| Text block |
UCLA has not released its acceptance rate for the Class of 2030. As of June 2026, the only public figure is application volume: UCLA received nearly 147,000 first-year applicants for the fall of 2026 — the most of any university in the U.S.
The most recent complete cycle data is for the Class of 2029, when UCLA admitted 13,659 students from a pool of 145,086, for an overall acceptance rate of 9.41%.
Two things set UCLA apart from other selective schools. It has no Early Action or Early Decision (ED), so every first-year student applies in a single November window. And it is test-blind: SAT and ACT scores are not considered in admissions at all. UCLA weighs the rigor of your coursework, your GPA, and your Personal Insight Questions (PIQ) above everything else.
Sources: UCLA Newsroom, UCLA Academic Planning & Budget, and UCLA’s 2025-2026 Common Data Set.

If UCLA is on your list, you want the number: your odds. Here’s the honest version of that answer.
Quick answer: UCLA hasn’t published its Class of 2030 acceptance rate. It received an eye-popping 147,000 applications for the fall 2026 — the most in the country. For the class of 2029, the acceptance rate was 9.41%.
A housekeeping note before comparing the numbers: UCLA publishes its applicant profile, GPA distribution, costs, and what it weighs in review through its Common Data Set.
Here’s the wrinkle: UCLA’s CDS runs a cycle behind the headlines. The 2025-2026 CDS covers students who enrolled in the fall of 2025, which means it describes the Class of 2029 — not 2030.
So the profile data below (GPA, admissions factors, cost, aid) comes from UCLA’s most recent CDS, the enrolled Class of 2029. We label it throughout.
One more thing worth flagging. UCLA is part of the University of California system (along with heavyweights like USC and UC Berkeley), so the rules that govern other selective schools don’t apply here. No early rounds. No test scores. No recommendation letters. We get into what that means below.

| What the exercise asks |
Copy the UCLA acceptance rate text above word for word, in full.

| Data rows |
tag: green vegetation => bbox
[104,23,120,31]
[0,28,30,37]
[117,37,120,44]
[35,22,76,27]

| The solution |
UCLA has not released its acceptance rate for the Class of 2030. As of June 2026, the only public figure is application volume: UCLA received nearly 147,000 first-year applicants for the fall of 2026 — the most of any university in the U.S.
The most recent complete cycle data is for the Class of 2029, when UCLA admitted 13,659 students from a pool of 145,086, for an overall acceptance rate of 9.41%.
Two things set UCLA apart from other selective schools. It has no Early Action or Early Decision (ED), so every first-year student applies in a single November window. And it is test-blind: SAT and ACT scores are not considered in admissions at all. UCLA weighs the rigor of your coursework, your GPA, and your Personal Insight Questions (PIQ) above everything else.
Sources: UCLA Newsroom, UCLA Academic Planning & Budget, and UCLA’s 2025-2026 Common Data Set.

If UCLA is on your list, you want the number: your odds. Here’s the honest version of that answer.
Quick answer: UCLA hasn’t published its Class of 2030 acceptance rate. It received an eye-popping 147,000 applications for the fall 2026 — the most in the country. For the class of 2029, the acceptance rate was 9.41%.
A housekeeping note before comparing the numbers: UCLA publishes its applicant profile, GPA distribution, costs, and what it weighs in review through its Common Data Set.
Here’s the wrinkle: UCLA’s CDS runs a cycle behind the headlines. The 2025-2026 CDS covers students who enrolled in the fall of 2025, which means it describes the Class of 2029 — not 2030.
So the profile data below (GPA, admissions factors, cost, aid) comes from UCLA’s most recent CDS, the enrolled Class of 2029. We label it throughout.
One more thing worth flagging. UCLA is part of the University of California system (along with heavyweights like USC and UC Berkeley), so the rules that govern other selective schools don’t apply here. No early rounds. No test scores. No recommendation letters. We get into what that means below.